⟨
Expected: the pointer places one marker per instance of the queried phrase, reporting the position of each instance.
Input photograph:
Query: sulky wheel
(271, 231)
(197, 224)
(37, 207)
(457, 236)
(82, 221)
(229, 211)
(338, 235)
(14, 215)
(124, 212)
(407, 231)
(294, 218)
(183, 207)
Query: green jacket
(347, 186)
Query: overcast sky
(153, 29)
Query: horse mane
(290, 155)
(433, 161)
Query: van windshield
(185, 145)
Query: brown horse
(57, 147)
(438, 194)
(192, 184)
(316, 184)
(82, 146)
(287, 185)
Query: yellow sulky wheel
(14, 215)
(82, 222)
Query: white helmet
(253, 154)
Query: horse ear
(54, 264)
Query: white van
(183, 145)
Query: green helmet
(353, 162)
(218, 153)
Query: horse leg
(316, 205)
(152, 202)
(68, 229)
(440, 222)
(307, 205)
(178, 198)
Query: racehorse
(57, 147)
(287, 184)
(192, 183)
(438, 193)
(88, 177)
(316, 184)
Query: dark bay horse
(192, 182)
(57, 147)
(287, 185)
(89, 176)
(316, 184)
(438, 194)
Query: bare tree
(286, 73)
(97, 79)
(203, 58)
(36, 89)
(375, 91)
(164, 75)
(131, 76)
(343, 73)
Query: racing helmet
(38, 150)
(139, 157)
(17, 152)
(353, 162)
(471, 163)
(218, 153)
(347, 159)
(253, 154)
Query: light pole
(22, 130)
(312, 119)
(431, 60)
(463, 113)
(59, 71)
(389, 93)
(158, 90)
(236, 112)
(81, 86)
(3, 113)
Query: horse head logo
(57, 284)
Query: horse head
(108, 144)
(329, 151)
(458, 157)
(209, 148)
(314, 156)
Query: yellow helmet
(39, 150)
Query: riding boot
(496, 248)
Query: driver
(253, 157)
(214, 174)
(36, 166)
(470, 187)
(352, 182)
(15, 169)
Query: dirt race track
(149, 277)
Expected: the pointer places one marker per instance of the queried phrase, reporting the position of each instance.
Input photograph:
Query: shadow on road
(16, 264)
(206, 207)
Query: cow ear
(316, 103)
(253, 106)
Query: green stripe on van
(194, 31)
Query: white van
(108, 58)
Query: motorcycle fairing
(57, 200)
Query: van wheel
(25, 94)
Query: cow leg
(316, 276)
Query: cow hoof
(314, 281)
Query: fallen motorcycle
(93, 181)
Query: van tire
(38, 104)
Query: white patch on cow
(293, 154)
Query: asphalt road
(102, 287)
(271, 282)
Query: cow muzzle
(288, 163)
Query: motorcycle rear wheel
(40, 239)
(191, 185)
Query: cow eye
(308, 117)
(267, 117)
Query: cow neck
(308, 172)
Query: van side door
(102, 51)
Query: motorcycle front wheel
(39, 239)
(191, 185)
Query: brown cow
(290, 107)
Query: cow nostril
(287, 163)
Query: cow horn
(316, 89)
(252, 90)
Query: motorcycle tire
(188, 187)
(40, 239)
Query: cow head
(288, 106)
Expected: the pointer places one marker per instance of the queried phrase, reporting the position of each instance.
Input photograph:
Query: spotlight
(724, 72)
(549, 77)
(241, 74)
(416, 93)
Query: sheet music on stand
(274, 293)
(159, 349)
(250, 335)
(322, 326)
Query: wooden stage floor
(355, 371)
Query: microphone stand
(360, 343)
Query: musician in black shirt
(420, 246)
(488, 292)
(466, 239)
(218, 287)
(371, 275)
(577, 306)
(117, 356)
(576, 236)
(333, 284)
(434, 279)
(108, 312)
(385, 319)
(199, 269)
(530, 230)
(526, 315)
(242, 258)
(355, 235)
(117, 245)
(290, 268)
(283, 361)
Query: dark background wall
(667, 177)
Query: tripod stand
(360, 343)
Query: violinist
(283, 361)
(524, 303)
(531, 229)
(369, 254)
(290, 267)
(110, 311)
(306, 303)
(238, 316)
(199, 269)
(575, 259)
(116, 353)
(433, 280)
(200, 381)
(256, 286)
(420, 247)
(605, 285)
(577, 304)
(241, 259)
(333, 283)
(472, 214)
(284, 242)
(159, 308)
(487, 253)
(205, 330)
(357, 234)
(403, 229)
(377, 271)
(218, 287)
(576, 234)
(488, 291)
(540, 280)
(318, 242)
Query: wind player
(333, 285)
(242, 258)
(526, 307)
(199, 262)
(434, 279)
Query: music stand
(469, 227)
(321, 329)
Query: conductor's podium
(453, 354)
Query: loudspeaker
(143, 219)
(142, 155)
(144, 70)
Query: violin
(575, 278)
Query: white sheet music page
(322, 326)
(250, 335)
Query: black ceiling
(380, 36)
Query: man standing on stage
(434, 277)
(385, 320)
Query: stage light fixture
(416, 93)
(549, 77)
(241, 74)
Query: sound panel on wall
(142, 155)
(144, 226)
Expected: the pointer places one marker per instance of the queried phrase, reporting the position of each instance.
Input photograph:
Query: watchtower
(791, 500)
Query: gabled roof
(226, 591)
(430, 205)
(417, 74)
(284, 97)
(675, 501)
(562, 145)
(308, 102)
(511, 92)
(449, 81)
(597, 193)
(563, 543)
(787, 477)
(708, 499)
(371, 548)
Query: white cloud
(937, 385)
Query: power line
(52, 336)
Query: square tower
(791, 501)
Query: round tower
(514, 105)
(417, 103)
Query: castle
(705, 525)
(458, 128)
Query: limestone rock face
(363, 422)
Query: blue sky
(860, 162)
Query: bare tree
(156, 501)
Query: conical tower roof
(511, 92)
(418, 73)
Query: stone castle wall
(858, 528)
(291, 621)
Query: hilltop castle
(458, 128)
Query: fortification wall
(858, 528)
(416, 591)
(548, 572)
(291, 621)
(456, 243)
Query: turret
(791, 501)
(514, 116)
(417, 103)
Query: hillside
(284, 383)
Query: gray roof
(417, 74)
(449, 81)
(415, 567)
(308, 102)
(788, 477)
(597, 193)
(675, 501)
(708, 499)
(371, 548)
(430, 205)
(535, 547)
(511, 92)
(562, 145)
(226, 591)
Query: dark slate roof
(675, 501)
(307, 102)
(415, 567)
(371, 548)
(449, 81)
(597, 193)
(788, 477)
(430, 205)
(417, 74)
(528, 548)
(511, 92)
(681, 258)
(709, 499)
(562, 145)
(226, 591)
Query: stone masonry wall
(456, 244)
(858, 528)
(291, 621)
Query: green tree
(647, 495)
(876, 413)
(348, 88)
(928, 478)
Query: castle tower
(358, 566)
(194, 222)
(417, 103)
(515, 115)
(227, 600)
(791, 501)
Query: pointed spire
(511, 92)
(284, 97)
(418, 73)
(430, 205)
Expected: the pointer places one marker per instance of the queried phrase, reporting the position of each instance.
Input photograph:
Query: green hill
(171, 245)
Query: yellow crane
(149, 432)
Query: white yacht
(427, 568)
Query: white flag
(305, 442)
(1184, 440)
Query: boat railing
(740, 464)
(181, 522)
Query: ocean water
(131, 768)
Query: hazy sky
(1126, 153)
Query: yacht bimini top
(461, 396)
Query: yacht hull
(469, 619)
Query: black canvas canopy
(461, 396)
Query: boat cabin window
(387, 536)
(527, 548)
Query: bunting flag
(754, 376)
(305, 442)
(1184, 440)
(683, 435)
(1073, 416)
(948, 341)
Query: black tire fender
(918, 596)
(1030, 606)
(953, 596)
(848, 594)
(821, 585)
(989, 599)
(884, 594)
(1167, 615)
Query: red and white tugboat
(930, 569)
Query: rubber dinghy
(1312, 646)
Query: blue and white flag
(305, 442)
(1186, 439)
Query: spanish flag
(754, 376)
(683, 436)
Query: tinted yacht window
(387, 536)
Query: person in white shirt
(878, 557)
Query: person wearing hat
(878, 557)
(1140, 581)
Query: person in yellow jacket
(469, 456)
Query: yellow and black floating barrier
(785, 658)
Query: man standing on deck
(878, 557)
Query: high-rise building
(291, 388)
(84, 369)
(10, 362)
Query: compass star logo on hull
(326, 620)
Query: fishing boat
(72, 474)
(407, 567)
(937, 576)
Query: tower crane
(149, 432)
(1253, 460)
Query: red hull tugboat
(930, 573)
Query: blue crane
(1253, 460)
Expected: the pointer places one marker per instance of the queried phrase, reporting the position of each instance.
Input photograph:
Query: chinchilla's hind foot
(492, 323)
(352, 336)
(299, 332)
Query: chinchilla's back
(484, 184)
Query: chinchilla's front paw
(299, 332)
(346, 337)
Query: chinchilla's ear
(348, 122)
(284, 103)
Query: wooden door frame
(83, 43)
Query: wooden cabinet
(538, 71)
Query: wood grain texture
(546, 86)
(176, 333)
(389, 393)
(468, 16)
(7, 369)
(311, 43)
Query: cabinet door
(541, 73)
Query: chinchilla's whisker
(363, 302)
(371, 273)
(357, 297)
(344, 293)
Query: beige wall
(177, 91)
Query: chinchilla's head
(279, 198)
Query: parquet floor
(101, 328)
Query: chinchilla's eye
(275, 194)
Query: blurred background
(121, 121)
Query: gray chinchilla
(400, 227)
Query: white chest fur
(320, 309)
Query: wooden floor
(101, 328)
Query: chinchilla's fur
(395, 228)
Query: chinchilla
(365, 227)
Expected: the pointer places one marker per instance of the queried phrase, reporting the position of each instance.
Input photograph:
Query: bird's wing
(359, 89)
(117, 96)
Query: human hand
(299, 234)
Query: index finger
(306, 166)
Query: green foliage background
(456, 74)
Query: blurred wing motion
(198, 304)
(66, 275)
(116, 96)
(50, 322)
⟩
• **Action item**: Lines before the one containing "Query: beige wall" stay out; reproduce that line and all the lines after it, through the end of the listing, exactly.

• **Final answer**:
Query: beige wall
(177, 91)
Query: chinchilla's head
(279, 198)
Query: parquet floor
(101, 328)
Query: chinchilla's eye
(275, 194)
Query: blurred background
(121, 121)
Query: gray chinchilla
(400, 227)
Query: white chest fur
(320, 309)
Query: wooden floor
(101, 328)
Query: chinchilla's fur
(395, 228)
Query: chinchilla
(365, 227)
Expected: the pointer places one marker per instance of the queried phrase, reporting the position of each instance.
Input photograph:
Query: bird's wing
(359, 89)
(117, 96)
Query: human hand
(299, 234)
Query: index finger
(306, 166)
Query: green foliage background
(456, 74)
Query: blurred wing motion
(198, 304)
(66, 275)
(116, 96)
(50, 322)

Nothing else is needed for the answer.